_Records provided_.
╭──
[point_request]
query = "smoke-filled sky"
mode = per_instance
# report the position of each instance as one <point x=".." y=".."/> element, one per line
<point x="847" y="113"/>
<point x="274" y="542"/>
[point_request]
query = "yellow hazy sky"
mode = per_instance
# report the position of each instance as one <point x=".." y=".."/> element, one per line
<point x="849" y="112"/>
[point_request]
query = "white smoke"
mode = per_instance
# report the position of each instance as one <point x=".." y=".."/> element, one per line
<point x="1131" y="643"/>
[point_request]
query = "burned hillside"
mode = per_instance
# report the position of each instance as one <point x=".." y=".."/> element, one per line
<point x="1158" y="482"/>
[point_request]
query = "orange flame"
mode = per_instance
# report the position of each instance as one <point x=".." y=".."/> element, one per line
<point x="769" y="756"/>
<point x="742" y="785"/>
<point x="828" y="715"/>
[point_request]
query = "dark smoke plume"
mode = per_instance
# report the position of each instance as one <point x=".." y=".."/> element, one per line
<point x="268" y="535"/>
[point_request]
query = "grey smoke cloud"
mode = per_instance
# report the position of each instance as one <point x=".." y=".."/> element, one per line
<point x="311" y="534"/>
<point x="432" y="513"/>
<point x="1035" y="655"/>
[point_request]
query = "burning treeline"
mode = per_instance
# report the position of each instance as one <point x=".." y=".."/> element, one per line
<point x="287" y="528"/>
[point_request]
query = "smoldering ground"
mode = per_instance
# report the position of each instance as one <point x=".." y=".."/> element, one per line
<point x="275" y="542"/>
╰──
_How to complete this task_. Please retype the data, matching it exactly.

_Your response_.
[point_request]
query = "smoke-filled sky"
mode = per_instance
# report the position of each instance as one <point x=".." y=".."/> element, one per line
<point x="847" y="113"/>
<point x="274" y="542"/>
[point_request]
query = "yellow hazy sky"
mode = per_instance
# report the position of each instance as one <point x=".." y=".."/> element, one per line
<point x="849" y="112"/>
[point_request]
query = "white smoke"
mode = per_instance
# report the position of each instance as one <point x=".." y=".."/> element, one per line
<point x="1131" y="643"/>
[point_request]
query = "burned hillside"
mode = per_instance
# report the position of each instance as one <point x=".." y=".."/> element, one per line
<point x="1158" y="482"/>
[point_request]
query = "orange flame"
mode = per_instance
# report the position of each instance as one <point x=".." y=".."/> element, one per line
<point x="769" y="756"/>
<point x="742" y="785"/>
<point x="828" y="715"/>
[point_request]
query = "dark smoke plume"
mode = per_instance
# report the position of each instance as one <point x=".." y=".."/> element, one per line
<point x="268" y="535"/>
[point_request]
query = "grey smoke cloud"
mode = per_instance
# report the position of each instance as one <point x=".." y=".."/> element, one per line
<point x="311" y="534"/>
<point x="432" y="513"/>
<point x="1035" y="655"/>
[point_request]
query = "burning treeline"
mode = per_instance
# report the position of each instance as one <point x=".." y=".."/> element, one per line
<point x="287" y="528"/>
[point_request]
query = "smoldering ground"
mode = per_instance
# report the position of each instance as one <point x=".." y=".."/> element, one per line
<point x="275" y="542"/>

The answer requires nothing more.